Can be read for free here.

Thanks to NetGalley I have The Red Scholar’s Wake by Aliette de Bodard on my TBR pile.

Xích Si: bot maker, data analyst, mother, scavenger. But those days are over now-her ship has just been captured by the Red Banner pirate fleet, famous for their double-dealing and cruelty. Xích Si expects to be tortured to death-only for the pirates’ enigmatic leader, Rice Fish, to arrive with a different and shocking proposition: an arranged marriage between Xích Si and herself.

Blurb of The Red Scholar’s Wake

Arranged marriage, one of my favourite romance tropes… Looking forward to this one! I liked what I have read by Bodard until now.

Unrest in the countryside

Sword Dance (Sword Dance, #1)
by A.J. Demas

Rating: 4 out of 5.

Interesting world. Names sound Greek, the architecture sounds a little more Roman. And the far away land of Zash reminds me a bit of Persia, maybe the hanging gardens of Babylon made an indirect appearance?

Damiskos, the main character, is a likeable fellow. Former soldier, not a terribly exciting job, gets sent to the countryside to make a deal about buying fish sauce for the troops. Fishy things start to happen, not just sauce-related.

PROBLEMS:
1 - The book notes' blurb opens with a list of what Xích Si was. Name each of those roles.
2 - Write out the passage of the book notes between "Thanks to NetGalley" and "(Sword Dance, #1)", inclusive.
Nothing here requires the records.

Point placement records
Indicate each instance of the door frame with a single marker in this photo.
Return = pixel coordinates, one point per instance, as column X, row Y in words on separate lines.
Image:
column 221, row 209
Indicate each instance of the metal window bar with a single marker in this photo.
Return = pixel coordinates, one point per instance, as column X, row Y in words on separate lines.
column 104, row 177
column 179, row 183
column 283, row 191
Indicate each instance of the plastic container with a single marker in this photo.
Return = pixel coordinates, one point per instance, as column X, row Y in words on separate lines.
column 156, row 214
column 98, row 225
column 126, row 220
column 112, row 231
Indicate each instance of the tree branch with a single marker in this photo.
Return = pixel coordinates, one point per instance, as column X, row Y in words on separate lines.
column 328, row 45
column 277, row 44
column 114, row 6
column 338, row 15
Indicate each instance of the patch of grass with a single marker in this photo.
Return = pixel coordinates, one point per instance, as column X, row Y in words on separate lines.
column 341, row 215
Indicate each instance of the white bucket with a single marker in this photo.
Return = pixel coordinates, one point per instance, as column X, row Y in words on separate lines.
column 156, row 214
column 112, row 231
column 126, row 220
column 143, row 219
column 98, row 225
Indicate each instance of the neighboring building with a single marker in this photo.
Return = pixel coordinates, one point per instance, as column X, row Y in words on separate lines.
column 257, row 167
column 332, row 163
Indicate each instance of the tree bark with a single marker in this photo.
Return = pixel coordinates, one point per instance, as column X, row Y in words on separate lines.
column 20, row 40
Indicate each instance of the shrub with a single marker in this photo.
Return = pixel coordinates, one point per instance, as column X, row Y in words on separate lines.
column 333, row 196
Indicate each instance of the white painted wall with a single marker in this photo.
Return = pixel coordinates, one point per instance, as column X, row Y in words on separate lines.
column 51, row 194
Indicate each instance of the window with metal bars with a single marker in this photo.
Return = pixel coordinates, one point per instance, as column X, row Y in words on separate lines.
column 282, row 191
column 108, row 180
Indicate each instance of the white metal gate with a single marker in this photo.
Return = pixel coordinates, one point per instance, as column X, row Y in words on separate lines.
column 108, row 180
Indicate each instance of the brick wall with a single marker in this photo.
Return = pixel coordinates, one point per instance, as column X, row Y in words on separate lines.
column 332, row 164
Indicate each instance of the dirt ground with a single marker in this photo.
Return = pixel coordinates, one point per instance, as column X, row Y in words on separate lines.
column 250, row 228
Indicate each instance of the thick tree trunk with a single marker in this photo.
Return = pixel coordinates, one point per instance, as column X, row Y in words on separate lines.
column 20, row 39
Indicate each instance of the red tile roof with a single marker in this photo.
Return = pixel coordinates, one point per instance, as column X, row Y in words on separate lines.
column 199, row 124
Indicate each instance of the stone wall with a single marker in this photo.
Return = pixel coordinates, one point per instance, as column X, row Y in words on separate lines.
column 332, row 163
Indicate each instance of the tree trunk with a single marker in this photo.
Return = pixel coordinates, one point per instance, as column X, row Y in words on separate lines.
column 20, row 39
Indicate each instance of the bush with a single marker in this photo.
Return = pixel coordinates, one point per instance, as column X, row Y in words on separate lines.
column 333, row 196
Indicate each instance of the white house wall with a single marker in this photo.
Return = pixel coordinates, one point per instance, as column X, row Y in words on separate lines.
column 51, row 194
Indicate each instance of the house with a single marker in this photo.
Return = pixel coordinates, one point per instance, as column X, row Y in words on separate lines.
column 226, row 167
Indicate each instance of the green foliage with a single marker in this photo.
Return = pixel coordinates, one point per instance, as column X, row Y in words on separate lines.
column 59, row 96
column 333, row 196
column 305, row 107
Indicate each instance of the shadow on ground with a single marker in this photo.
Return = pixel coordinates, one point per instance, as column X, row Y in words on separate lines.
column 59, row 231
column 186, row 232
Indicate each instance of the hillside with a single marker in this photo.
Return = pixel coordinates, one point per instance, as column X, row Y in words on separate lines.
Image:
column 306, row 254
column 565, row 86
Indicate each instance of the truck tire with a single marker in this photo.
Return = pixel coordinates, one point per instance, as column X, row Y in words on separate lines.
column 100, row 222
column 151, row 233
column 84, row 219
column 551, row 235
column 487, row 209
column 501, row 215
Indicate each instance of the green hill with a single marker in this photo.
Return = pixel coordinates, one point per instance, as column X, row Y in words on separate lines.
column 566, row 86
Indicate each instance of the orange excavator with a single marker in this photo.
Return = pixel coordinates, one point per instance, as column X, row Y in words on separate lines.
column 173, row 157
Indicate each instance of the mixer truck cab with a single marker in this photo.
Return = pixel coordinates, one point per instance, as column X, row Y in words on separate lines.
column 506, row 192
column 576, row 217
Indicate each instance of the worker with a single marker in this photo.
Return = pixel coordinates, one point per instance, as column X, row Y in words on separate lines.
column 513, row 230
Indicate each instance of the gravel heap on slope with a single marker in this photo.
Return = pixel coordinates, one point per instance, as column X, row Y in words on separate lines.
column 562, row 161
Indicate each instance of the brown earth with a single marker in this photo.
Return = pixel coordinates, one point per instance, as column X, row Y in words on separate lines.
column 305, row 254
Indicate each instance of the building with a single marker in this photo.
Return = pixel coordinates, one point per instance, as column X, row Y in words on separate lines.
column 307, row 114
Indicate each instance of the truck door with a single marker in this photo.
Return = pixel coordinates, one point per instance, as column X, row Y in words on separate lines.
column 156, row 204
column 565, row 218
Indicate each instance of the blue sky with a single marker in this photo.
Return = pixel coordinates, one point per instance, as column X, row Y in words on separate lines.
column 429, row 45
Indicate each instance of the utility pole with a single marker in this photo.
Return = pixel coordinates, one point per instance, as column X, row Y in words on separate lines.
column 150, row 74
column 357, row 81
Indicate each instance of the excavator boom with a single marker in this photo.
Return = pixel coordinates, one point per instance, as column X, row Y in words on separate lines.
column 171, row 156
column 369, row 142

EXPECTED OUTPUTS:
1 - Bot maker, data analyst, mother, scavenger

2 -
Thanks to NetGalley I have The Red Scholar’s Wake by Aliette de Bodard on my TBR pile.

Xích Si: bot maker, data analyst, mother, scavenger. But those days are over now-her ship has just been captured by the Red Banner pirate fleet, famous for their double-dealing and cruelty. Xích Si expects to be tortured to death-only for the pirates’ enigmatic leader, Rice Fish, to arrive with a different and shocking proposition: an arranged marriage between Xích Si and herself.

Blurb of The Red Scholar’s Wake

Arranged marriage, one of my favourite romance tropes… Looking forward to this one! I liked what I have read by Bodard until now.

Unrest in the countryside

Sword Dance (Sword Dance, #1)